- [Directions]: Copy everything from the line containing "negative clicks: (391, 328)" down to the end of the material, keeping every line identical.

- [Given data]:
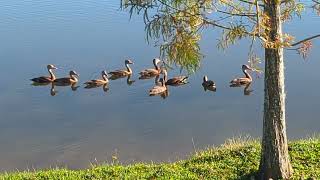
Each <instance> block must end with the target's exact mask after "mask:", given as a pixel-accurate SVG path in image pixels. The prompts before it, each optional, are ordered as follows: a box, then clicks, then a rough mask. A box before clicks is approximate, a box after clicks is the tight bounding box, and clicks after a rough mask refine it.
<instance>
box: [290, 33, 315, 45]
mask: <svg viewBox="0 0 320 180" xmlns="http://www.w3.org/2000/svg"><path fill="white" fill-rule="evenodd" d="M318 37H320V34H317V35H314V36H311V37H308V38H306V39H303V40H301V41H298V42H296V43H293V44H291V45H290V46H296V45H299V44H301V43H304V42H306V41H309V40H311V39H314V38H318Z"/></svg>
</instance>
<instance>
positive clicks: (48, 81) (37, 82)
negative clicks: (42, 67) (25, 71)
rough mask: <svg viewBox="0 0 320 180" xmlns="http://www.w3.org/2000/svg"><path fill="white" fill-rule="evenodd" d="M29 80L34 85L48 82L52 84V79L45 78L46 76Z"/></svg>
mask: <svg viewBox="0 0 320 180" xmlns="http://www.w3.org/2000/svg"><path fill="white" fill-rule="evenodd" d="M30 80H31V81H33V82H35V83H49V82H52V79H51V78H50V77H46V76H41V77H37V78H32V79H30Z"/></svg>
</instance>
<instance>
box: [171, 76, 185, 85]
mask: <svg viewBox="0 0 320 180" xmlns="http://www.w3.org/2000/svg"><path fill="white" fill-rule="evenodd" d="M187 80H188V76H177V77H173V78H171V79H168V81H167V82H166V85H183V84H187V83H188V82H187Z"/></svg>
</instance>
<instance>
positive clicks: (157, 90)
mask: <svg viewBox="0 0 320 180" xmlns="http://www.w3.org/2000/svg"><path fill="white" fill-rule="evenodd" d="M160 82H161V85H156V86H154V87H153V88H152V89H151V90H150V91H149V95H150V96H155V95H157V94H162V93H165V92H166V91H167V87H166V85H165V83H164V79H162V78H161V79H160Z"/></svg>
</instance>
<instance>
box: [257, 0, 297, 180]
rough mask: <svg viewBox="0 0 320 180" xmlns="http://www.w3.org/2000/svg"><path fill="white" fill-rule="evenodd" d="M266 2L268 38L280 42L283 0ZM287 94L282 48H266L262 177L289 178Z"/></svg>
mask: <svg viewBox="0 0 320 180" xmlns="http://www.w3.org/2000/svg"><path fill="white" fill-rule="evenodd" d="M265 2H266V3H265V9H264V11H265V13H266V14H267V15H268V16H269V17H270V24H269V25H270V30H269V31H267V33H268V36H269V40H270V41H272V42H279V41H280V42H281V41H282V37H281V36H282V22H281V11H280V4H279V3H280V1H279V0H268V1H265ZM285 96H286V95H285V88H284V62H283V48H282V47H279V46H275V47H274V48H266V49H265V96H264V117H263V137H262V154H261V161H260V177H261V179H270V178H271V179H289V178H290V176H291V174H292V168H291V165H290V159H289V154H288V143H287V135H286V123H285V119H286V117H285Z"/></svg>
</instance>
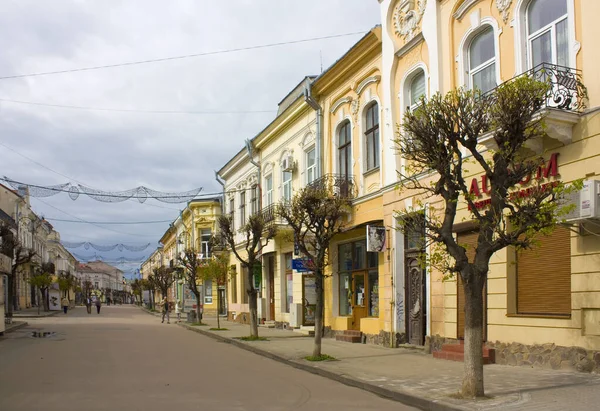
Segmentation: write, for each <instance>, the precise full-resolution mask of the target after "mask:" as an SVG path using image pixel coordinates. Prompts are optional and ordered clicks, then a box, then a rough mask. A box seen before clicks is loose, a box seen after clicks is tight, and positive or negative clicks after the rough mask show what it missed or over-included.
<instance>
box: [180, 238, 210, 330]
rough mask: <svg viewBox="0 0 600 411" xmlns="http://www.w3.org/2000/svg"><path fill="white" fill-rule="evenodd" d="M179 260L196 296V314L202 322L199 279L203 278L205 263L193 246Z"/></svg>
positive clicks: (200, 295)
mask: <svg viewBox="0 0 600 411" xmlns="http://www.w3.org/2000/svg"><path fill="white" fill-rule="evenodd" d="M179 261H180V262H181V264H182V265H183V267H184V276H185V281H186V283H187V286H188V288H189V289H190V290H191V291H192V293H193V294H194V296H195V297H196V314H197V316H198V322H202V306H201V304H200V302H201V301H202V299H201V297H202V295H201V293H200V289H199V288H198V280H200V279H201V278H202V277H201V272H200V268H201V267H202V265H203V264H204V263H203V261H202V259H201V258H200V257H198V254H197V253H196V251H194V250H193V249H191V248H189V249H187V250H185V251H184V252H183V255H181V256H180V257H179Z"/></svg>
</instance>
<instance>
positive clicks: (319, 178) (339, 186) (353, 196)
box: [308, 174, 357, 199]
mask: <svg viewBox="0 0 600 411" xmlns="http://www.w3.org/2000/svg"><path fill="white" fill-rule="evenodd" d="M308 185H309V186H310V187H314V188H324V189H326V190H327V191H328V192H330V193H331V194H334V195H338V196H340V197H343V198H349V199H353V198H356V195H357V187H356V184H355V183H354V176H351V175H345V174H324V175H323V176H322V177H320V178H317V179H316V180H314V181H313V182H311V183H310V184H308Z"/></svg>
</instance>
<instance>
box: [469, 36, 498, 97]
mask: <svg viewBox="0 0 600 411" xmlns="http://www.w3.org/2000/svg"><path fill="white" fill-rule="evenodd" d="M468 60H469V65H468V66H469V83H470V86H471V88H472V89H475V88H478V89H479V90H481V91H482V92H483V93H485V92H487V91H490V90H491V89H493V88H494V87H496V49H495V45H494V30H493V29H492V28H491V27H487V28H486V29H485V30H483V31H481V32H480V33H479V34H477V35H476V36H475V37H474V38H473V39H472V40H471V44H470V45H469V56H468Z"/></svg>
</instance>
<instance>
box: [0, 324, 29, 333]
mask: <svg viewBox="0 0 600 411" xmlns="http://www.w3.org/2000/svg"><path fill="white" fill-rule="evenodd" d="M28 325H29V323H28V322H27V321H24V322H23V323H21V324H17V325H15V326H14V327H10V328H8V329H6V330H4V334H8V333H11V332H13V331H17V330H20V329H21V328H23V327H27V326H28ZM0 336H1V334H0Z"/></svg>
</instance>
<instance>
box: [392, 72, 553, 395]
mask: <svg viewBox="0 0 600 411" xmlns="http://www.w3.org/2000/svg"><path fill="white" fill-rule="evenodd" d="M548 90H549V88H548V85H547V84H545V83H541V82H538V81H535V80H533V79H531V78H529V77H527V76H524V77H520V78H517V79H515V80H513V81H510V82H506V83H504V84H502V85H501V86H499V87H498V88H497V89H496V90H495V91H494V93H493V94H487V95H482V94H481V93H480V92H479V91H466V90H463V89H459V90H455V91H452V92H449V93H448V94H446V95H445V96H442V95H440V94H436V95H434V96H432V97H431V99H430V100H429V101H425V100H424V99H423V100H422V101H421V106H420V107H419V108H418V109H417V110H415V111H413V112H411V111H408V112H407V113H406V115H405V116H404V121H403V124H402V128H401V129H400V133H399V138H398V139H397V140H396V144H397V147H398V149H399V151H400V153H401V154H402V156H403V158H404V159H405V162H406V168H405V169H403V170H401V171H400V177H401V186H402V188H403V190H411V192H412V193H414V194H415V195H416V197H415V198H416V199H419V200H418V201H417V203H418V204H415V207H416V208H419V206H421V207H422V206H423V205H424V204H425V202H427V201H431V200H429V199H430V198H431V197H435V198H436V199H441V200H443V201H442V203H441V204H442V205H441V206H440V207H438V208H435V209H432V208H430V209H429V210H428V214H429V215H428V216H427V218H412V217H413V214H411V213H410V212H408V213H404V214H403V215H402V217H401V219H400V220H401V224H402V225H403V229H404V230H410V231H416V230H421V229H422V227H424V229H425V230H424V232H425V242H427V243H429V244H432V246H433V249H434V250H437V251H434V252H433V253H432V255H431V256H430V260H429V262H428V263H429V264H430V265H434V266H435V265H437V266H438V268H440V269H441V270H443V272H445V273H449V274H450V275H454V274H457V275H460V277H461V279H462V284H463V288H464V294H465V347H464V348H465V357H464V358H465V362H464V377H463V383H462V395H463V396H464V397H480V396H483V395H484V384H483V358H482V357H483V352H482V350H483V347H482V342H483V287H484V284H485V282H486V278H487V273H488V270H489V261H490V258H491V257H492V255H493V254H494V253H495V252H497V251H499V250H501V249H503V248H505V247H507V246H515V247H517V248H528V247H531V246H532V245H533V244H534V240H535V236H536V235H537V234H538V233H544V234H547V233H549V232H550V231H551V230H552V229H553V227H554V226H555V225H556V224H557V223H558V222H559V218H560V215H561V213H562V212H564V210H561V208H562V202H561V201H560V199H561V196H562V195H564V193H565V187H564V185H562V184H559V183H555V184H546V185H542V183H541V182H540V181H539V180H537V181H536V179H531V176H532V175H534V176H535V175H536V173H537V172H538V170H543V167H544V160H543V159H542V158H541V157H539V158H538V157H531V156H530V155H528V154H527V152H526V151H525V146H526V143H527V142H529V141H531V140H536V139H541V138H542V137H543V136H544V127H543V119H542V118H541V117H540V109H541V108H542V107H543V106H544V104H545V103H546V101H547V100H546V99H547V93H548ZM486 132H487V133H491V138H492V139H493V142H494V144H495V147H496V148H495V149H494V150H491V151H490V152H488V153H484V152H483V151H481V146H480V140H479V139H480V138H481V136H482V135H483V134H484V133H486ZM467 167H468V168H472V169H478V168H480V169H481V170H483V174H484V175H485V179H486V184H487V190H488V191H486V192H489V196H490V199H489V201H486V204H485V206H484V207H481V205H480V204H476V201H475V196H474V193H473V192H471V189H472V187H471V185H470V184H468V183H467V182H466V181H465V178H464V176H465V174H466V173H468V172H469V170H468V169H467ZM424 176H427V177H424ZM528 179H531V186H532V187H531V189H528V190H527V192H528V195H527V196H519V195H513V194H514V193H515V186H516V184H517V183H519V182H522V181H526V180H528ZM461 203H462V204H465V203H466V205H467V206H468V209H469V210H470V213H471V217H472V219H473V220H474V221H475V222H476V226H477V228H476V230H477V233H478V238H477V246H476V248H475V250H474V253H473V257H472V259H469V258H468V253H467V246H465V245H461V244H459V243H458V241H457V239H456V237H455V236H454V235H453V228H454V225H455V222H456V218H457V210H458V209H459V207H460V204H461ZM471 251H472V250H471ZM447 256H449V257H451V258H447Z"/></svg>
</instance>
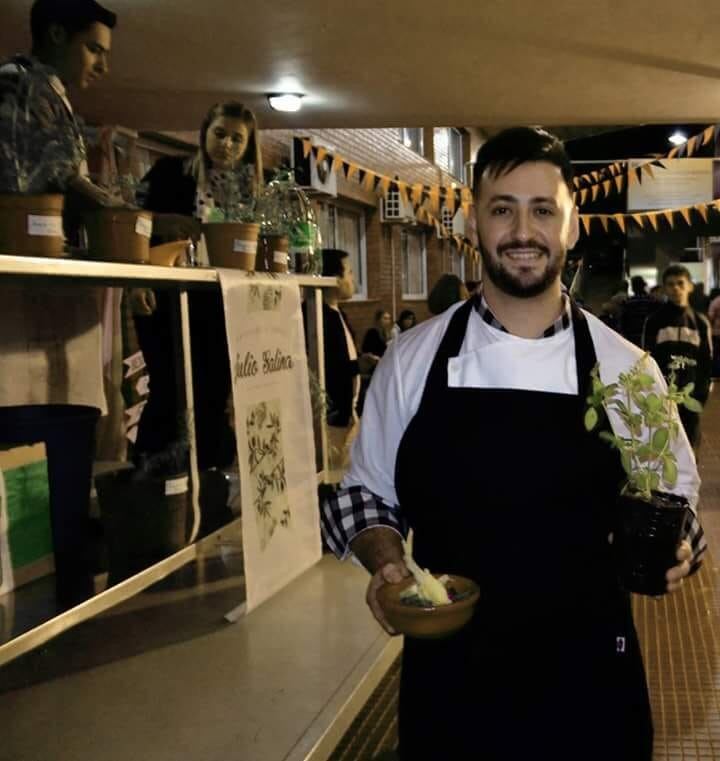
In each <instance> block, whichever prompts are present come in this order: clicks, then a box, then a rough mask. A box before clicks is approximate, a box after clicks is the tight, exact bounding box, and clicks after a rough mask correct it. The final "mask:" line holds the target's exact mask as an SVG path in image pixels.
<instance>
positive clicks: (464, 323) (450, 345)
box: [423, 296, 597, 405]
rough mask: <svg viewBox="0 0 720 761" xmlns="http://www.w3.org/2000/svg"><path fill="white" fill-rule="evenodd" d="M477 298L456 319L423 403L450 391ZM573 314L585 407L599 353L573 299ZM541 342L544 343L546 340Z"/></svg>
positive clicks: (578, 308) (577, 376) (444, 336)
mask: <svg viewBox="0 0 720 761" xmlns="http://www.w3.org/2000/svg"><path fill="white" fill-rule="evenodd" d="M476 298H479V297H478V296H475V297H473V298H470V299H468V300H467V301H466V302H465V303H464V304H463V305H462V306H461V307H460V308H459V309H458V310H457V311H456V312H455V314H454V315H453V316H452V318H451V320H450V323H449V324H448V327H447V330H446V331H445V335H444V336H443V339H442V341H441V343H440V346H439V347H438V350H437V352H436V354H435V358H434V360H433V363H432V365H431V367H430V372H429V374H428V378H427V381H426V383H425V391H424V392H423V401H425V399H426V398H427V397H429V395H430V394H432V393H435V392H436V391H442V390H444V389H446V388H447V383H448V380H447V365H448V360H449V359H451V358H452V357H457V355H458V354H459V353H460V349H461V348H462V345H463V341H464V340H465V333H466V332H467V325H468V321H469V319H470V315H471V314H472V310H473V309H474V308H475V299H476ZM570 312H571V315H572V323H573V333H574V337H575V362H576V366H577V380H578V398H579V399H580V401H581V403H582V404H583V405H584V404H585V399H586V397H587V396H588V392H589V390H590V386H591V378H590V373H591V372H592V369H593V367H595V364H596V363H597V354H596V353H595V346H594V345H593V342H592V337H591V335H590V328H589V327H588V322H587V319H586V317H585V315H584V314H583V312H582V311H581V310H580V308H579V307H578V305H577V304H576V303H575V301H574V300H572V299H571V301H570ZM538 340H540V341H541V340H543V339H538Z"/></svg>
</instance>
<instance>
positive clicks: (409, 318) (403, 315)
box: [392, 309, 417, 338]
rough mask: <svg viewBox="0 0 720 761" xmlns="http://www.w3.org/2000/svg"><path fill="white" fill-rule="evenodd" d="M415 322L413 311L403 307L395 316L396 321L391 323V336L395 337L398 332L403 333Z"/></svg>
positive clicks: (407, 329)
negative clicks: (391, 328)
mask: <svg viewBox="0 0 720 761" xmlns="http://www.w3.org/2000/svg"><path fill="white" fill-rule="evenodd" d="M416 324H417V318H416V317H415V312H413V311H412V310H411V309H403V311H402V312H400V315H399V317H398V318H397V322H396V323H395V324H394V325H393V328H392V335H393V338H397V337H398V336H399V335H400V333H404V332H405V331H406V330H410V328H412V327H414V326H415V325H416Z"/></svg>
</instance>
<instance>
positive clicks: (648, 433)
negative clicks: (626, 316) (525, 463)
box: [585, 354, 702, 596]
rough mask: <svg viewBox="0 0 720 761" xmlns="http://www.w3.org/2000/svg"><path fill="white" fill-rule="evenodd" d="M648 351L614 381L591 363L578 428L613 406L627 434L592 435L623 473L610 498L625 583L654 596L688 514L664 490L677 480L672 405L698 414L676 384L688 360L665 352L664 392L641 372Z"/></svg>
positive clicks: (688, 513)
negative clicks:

- [Result for this task]:
negative clicks: (391, 328)
mask: <svg viewBox="0 0 720 761" xmlns="http://www.w3.org/2000/svg"><path fill="white" fill-rule="evenodd" d="M416 324H417V318H416V317H415V312H413V311H412V310H411V309H403V311H402V312H400V315H399V317H398V318H397V322H396V323H395V324H394V325H393V328H392V335H393V338H397V337H398V336H399V335H400V333H404V332H405V331H406V330H410V328H412V327H414V326H415V325H416Z"/></svg>
</instance>
<instance>
positive clicks: (648, 433)
negative clicks: (626, 316) (525, 463)
box: [585, 354, 702, 596]
rough mask: <svg viewBox="0 0 720 761" xmlns="http://www.w3.org/2000/svg"><path fill="white" fill-rule="evenodd" d="M648 351L614 381L591 363L578 428L613 406L627 434L592 435L623 473L610 498L625 583L654 596L688 514L664 490L677 480L672 405L698 414L676 384L688 360L665 352L664 392L641 372Z"/></svg>
positive clicks: (688, 513)
negative clicks:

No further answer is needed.